Start of Text block

Borrowing money is the oldest and the most used manner to care for any financial crisis at hand. Whenever you don’t have enough funds, you go to your family, friends, or relatives to borrow money. It is also pretty efficient for sustaining a short period. However, when the same activity runs on a larger basis, it has different implications. Talking economically, if a country borrows more than necessary, it hampers the goodwill and also the credit score. If the funds are not repaid, the country faces a budget deficit. All of which is neither pleasing nor desirable. This is why various Indian states are against the notion of borrowing. However, not all states think the same.
Borrowing Money seems to be an apt GST Compensation
The state of Andhra Pradesh recently topped in the list of ‘ease of doing business‘. So, we can give it some credit for making good financial decisions. However, the current argument that Andhra Pradesh Chief minister Jagan Mohan Reddy holds is controversial. In his opinion, the state government should not tax people more. He said that the Goods and Service Tax implementation led to a huge loss in revenue and the only way to make up for it is through borrowing money. The Center has not paid the States the shortfall amount accrued by the GST.
Amidst the loss faced by the states and the economy of India, various Chief Ministers are not pleased by the way the Center is handling the crisis.
Modi government must immediately borrow from RBI and pay the states their legitimate GST dues.

End of Text block
Start of Listed entries

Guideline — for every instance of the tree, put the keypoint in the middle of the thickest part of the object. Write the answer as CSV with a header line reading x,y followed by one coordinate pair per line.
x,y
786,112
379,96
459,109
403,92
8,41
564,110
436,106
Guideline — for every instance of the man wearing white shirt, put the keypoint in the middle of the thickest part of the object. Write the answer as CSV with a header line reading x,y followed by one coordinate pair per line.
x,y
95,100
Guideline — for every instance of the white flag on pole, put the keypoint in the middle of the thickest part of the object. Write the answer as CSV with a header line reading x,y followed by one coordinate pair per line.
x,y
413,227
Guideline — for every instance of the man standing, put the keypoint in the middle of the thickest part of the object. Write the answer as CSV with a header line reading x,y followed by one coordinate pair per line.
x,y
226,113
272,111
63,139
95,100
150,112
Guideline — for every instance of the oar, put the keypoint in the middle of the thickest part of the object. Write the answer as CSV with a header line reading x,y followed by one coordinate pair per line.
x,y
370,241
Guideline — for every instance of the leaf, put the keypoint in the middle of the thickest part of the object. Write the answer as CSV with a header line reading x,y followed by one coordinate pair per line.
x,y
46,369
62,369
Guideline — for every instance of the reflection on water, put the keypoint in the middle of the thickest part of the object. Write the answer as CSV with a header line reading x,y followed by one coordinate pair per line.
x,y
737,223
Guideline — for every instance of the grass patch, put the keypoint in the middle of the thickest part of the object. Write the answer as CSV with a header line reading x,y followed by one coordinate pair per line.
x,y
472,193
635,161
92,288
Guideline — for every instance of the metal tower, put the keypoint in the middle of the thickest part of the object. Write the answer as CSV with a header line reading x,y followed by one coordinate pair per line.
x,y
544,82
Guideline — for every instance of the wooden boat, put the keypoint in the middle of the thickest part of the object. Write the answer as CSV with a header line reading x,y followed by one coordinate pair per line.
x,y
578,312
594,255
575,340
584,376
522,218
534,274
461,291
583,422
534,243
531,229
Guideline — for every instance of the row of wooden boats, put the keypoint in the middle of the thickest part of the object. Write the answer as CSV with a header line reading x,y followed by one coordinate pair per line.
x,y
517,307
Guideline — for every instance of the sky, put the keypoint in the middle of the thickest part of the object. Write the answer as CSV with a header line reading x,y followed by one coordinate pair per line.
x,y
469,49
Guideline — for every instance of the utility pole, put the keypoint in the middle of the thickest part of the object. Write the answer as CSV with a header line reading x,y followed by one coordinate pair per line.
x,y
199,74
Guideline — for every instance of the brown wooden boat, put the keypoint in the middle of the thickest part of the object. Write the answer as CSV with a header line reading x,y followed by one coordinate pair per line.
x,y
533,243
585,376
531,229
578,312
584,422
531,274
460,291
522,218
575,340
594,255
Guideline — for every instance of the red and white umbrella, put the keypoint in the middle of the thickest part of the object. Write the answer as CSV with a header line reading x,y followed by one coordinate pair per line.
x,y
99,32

End of Listed entries

• _Tasks to perform_:
a. In the article on borrowing and GST compensation, what list did the state of Andhra Pradesh recently top?
b. Copy everything in the article on borrowing and GST compensation from "Amidst the loss" down to "legitimate GST dues.".

• _Solutions in order_:
a. The list of "ease of doing business."

b.
Amidst the loss faced by the states and the economy of India, various Chief Ministers are not pleased by the way the Center is handling the crisis.
Modi government must immediately borrow from RBI and pay the states their legitimate GST dues.